Location labeling records
#####
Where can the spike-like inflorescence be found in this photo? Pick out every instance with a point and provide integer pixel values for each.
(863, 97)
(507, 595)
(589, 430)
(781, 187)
#####
**SHORT PROBLEM**
Format every line of the listing above as a numbered list, leaving out any blank lines.

**RESPONSE TO THE EXERCISE**
1. Where can the spike-like inflorescence be found in this photo? Pick out every instance with a point and provide integer pixel values for each.
2. (863, 97)
3. (507, 595)
4. (589, 430)
5. (781, 187)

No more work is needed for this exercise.